=== GIVEN PASSAGE ===
We make semiannual interest payments on the 5.625% Notes, due July 2027 on January 15 and July 15 of each year. We make semiannual interest payments on our 4.75% Notes, due November 2028 on May 1 and November 1 of each year. Interest payments on our and Mission’s senior secured credit facilities are generally paid every one to three months and are payable based on the type of interest rate selected.
The terms of our and Mission’s senior secured credit facilities, as well as the indentures governing our 5.625% Notes, due July 2027 and 4.75% Notes, due November 2028, limit, but do not prohibit us or Mission, from incurring substantial amounts of additional debt in the future. The Company’s senior secured credit facilities and the indentures governing our existing notes may limit the amount of dividends we may pay to stockholders and share repurchases we may make over the term of the agreement.
The Company does not have any rating downgrade triggers that would accelerate the maturity dates of its debt. However, a downgrade in the Company’s credit rating could adversely affect its ability to renew the existing credit facilities, obtain access to new credit facilities or otherwise issue debt in the future and could increase the cost of such debt.
The Company’s ability to access funds under its senior secured credit facilities depends, in part, on its compliance with certain financial covenants. Any additional drawings under the senior secured credit facilities will reduce the Company’s future borrowing capacity and the amount of total unused revolving loan commitments. Any future adverse economic conditions, including those resulting from heightened and sustained inflation and higher interest rates, could adversely affect our future operating results and cash flows and may cause us to seek alternative sources of funding, including accessing capital markets, subject to market conditions. Such alternative sources of funding may not be available on commercially reasonable terms or at all.
Our credit agreement contains a covenant which requires us to comply with a maximum consolidated first lien net leverage ratio of 4.25 to 1.00. The financial covenant, which is formally calculated on a quarterly basis, is based on the Company’s combined results, excluding the operating results of The CW, which Nexstar designated as an unrestricted subsidiary under its credit agreements and indentures. The Mission amended credit agreement does not contain financial covenant ratio requirements but does provide for default in the event we do not comply with all covenants contained in our credit agreement. As of March 31, 2025, we were in compliance with our financial covenant. We believe the Company will be able to maintain compliance with all covenants contained in the credit agreements governing its senior secured facilities and the indentures governing Nexstar’s 5.625% Notes, due July 2027 and Nexstar’s 4.75% Notes, due November 2028 for a period of at least the next 12 months as of the filing date of this Quarterly Report on Form 10-Q.
===
Please pick up the passage on the company's notes and credit facilities above and carry it on from its last sentence.
=== MATERIAL SUPPLIED ===
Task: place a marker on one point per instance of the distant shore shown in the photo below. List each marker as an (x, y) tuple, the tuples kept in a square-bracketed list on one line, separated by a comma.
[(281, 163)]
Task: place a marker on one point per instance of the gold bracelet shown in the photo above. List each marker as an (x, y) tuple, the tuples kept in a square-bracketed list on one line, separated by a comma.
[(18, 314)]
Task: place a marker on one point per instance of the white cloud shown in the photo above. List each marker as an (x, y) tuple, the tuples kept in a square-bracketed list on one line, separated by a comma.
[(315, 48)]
===
=== MATERIAL SUPPLIED ===
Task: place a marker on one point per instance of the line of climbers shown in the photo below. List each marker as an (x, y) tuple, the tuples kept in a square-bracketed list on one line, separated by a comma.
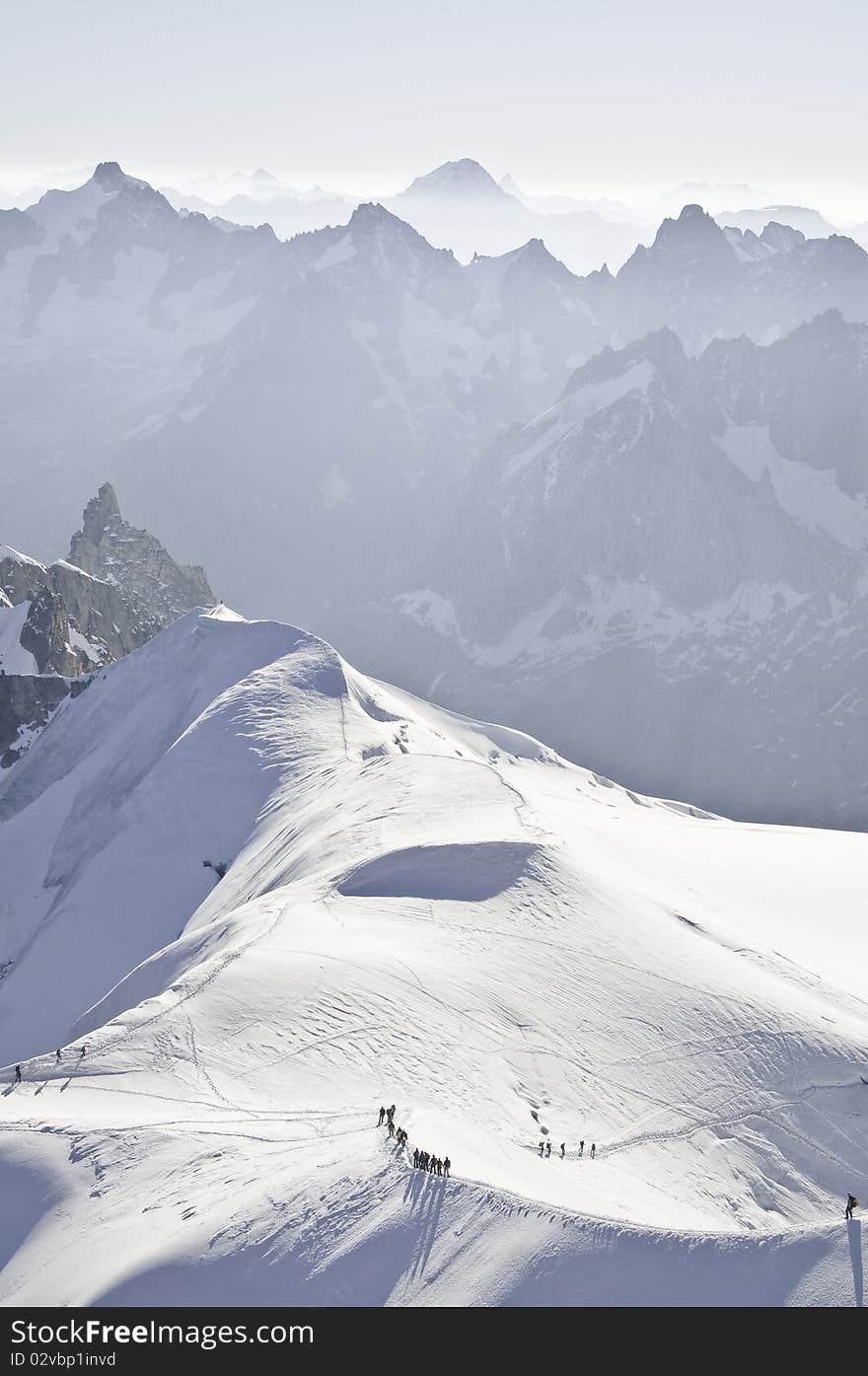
===
=== MATERIAL SUPPLIED ===
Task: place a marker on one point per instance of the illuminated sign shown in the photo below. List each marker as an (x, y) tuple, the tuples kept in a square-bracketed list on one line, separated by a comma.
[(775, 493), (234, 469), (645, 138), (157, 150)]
===
> [FINAL RESULT]
Our senior secured credit facility may limit the amount of dividends we may pay to stockholders.
Off-Balance Sheet Arrangements
As of March 31, 2025, we did not have any relationships with unconsolidated entities or financial partnerships, such as entities often referred to as structured finance or VIEs, which would have been established for the purpose of facilitating off-balance sheet arrangements or other contractually narrow or limited purposes. All of our arrangements with our VIEs in which we are the primary beneficiary are on-balance sheet arrangements. Our variable interests in other entities are obtained through local service agreements, which have valid business purposes and transfer certain station activities from the station owners to us. We are, therefore, not materially exposed to any financing, liquidity, market or credit risk that could arise if we had engaged in such relationships.
As of March 31, 2025, we had outstanding standby letters of credit with various financial institutions amounting to $20 million. The outstanding balance of standby letters of credit is deducted against our unused revolving loan commitment under our senior secured credit facility and would not be available for withdrawal.
Issuer and Guarantor Summarized Financial Information
Nexstar Media Inc. (the “Issuer”) is the issuer of 5.625% Notes, due July 2027 and 4.75% Notes, due November 2028. These notes are fully and unconditionally guaranteed, jointly and severally, by Nexstar Media Group, Inc. (“Parent”), Mission (a consolidated VIE) and the Subsidiary Guarantors (as defined below). The Issuer, Subsidiary Guarantors, Parent and Mission are collectively referred to as the “Obligor Group” for the 5.625% Notes, due July 2027 and 4.75% Notes, due November 2028. “Subsidiary Guarantors” refers to certain of the Issuer’s restricted subsidiaries (excluding The CW) that guarantee these notes. The guarantees of the notes are subject to release in limited circumstances upon the occurrence of certain customary conditions set forth in the indentures governing the 5.625% Notes, due July 2027 and the 4.75% Notes, due November 2028. The 5.625% Notes, due July 2027 and 4.75% Notes, due November 2028 are not registered with the SEC.
The following combined summarized financial information is presented for the Obligor Group after elimination of intercompany transactions between Parent, Issuer, Subsidiary Guarantors and Mission in the Obligor Group and amounts related to investments in any subsidiary that is a non-guarantor. This information is not intended to present the financial position or results of operations of the consolidated group of companies in accordance with U.S. GAAP.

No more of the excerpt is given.